## begin Dataset content

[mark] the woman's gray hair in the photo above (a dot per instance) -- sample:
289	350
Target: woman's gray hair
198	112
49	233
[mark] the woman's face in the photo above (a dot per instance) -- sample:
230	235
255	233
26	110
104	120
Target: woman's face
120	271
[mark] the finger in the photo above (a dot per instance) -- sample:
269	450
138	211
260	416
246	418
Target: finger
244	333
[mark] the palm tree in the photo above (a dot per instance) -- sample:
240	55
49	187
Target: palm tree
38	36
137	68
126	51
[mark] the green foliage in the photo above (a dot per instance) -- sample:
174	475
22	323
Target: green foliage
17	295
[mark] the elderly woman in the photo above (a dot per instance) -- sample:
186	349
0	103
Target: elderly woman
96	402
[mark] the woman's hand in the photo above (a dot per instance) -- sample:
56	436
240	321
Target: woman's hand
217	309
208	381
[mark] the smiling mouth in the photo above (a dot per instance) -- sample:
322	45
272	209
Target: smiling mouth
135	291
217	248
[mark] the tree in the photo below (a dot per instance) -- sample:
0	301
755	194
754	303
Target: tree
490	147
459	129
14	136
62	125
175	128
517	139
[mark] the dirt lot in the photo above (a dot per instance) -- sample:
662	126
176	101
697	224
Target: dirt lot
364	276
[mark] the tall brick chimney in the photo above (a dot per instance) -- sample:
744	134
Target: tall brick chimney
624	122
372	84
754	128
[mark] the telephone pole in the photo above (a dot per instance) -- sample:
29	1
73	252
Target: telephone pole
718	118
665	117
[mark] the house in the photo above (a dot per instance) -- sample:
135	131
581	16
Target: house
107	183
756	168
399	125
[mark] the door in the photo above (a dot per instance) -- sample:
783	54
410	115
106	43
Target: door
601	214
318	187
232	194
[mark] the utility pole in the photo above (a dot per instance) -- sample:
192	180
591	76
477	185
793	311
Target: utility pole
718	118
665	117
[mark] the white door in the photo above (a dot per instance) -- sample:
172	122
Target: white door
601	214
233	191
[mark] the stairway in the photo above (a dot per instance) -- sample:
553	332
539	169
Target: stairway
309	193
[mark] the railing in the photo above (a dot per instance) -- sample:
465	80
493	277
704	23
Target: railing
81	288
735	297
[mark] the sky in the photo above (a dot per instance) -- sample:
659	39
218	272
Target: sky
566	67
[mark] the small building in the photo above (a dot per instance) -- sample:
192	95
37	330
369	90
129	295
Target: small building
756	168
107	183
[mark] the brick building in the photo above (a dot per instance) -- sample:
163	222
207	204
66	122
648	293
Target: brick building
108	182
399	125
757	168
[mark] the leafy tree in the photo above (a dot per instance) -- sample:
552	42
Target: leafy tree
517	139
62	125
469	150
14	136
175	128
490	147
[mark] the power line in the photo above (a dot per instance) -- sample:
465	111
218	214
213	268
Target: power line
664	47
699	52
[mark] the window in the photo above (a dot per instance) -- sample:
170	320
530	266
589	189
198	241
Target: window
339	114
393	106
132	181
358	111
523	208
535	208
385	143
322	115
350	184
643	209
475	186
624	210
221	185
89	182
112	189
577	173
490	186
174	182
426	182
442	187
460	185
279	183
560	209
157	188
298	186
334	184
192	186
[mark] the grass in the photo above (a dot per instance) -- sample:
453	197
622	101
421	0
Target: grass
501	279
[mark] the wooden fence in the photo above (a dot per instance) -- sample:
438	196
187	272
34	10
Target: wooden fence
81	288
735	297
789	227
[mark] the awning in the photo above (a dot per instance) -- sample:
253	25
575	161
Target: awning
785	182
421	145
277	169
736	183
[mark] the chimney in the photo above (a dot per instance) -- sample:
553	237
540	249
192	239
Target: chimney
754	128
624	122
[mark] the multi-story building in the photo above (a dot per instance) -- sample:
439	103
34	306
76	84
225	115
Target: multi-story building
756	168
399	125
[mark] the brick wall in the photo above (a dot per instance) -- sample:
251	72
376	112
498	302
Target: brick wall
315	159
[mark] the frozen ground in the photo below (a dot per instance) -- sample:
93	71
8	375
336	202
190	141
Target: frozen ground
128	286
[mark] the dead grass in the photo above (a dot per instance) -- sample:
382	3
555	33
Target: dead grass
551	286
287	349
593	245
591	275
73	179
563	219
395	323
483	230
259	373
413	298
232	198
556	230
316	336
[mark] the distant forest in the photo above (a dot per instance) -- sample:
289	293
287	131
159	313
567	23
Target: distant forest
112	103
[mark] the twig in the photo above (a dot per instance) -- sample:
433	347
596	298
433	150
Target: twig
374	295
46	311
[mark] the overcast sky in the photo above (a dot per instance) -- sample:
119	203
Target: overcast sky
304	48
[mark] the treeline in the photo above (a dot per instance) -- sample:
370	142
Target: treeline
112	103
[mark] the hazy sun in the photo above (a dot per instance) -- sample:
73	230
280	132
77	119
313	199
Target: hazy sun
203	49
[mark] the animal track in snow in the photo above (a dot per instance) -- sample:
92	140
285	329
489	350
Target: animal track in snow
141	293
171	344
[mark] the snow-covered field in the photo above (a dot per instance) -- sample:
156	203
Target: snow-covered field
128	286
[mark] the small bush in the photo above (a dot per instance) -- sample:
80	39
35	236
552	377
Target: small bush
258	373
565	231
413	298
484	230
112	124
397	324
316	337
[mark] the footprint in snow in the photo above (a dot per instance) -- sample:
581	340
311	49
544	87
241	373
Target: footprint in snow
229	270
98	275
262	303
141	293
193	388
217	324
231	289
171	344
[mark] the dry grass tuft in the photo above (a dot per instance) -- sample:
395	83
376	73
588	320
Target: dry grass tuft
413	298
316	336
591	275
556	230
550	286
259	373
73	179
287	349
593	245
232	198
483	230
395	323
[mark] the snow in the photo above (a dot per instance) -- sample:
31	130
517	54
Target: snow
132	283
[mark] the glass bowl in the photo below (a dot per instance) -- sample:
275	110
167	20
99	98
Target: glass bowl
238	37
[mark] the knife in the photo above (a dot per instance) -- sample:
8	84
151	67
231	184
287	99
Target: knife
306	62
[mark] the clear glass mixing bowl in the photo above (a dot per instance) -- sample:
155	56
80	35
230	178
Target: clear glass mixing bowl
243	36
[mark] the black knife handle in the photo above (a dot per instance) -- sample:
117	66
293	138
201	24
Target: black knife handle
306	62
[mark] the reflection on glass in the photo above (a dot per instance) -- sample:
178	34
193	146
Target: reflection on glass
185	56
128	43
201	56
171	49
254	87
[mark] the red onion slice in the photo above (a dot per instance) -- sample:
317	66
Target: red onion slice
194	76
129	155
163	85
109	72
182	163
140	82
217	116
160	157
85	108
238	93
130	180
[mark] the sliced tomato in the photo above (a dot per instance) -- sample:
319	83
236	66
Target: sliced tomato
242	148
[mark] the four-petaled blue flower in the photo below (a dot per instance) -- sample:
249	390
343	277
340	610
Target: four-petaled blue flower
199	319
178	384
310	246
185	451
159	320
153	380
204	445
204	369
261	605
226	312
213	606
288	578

## end Dataset content

▶ **Set problem**
Output the lines from the line containing "[mark] the glass" to the end, both included; add nothing.

▶ **Task result**
[mark] the glass bowl in the photo below (a dot per instance) -- sample:
275	110
167	20
99	98
Target: glass bowl
238	37
[mark] the knife in the photo above (a dot per instance) -- sample:
8	84
151	67
231	184
287	99
Target: knife
306	62
[mark] the clear glass mixing bowl in the photo above (a dot per instance) -- sample:
155	56
80	35
230	178
Target: clear glass mixing bowl
243	36
[mark] the black knife handle in the photo above (a dot per instance) -- sample:
117	66
293	138
201	24
Target: black knife handle
306	62
[mark] the reflection on glass in the photo above (a dot per instance) -- sample:
178	34
193	146
Target: reflection on glass
185	56
128	43
201	56
171	49
254	87
[mark] the red onion slice in the photo above (a dot per instance) -- sample:
317	66
Target: red onion slice
194	76
129	155
163	85
109	72
182	163
140	82
217	116
160	157
85	108
238	93
130	180
[mark] the sliced tomato in the photo above (a dot per instance) -- sample:
319	83
236	66
Target: sliced tomato
242	148
[mark] the four-petaled blue flower in the photo below (a dot per instance) -- sample:
249	390
343	277
340	610
Target: four-petaled blue flower
199	319
178	384
310	246
185	451
159	320
153	380
204	445
204	369
261	605
226	312
213	606
288	578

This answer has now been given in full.